[Natural language region descriptions]
■ ■ ■ ■

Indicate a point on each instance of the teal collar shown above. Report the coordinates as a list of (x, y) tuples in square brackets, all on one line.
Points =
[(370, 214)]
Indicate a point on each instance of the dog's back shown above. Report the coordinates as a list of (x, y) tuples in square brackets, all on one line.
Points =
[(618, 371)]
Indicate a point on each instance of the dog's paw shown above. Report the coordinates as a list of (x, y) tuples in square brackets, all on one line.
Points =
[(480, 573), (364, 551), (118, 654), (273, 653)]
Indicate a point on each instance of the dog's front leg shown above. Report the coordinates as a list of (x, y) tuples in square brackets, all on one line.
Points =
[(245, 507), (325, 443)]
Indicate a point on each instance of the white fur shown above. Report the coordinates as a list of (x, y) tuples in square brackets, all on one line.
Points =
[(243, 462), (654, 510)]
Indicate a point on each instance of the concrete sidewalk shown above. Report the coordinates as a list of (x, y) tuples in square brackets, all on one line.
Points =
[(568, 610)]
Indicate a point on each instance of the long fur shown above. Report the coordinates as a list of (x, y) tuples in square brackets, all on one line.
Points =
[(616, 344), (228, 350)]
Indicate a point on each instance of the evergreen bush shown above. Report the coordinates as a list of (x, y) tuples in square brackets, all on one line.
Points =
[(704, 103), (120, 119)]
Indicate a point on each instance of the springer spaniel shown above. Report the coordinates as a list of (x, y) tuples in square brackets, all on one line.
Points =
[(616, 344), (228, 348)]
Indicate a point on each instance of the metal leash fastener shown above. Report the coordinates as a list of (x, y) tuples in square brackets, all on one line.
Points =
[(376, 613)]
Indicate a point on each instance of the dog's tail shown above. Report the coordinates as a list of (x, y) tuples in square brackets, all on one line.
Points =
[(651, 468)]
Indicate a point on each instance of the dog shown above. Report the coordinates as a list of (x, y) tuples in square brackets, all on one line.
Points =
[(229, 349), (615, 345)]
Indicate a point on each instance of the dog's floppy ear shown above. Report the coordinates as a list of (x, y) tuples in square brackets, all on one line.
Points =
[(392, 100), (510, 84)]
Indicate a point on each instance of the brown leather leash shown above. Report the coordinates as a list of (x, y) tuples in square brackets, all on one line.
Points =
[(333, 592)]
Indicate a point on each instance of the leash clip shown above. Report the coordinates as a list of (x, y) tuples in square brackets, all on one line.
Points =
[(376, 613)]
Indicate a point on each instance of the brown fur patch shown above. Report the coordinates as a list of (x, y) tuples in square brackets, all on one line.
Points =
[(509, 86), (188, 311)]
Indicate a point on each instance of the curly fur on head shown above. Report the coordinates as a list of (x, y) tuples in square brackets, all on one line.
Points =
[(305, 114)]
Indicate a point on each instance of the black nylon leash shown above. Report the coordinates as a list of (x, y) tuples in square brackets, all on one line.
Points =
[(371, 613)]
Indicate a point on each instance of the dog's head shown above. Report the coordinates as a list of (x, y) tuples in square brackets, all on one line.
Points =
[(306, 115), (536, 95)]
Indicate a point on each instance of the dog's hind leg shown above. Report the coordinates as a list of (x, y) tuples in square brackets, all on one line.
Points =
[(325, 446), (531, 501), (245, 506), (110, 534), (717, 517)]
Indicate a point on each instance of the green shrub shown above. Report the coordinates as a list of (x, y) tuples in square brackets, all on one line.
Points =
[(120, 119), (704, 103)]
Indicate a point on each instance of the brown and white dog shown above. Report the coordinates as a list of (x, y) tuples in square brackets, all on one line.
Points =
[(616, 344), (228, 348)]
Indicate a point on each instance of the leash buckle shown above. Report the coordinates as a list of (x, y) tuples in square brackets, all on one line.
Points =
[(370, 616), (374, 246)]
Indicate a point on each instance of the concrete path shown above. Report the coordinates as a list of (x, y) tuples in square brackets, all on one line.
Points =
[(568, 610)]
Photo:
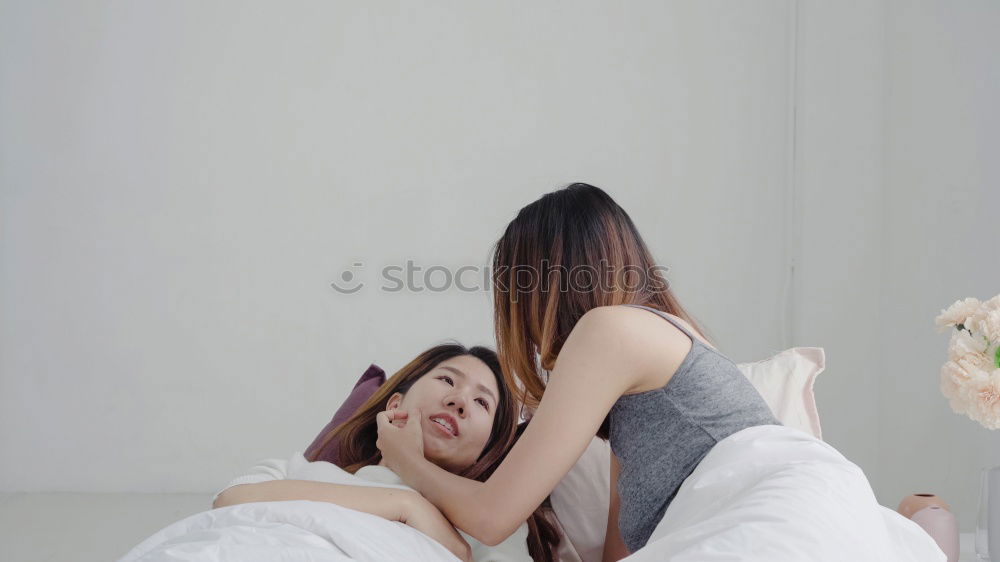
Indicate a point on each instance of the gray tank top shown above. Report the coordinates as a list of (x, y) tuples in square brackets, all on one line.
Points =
[(660, 436)]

■ ■ ■ ■

ASSIGNMENT:
Read through the entries above, and wherever a line holds the string "white", copy it.

RESPONSE AREA:
Indicate a point on each instance of the white fur shown above. Report the coordinates as a list of (x, y) tuples in square brackets, all on one line.
Indicate a point on each instance of the brown and white dog shown above. Report the coordinates as a list of (x, y) tuples in square brackets, all on one line.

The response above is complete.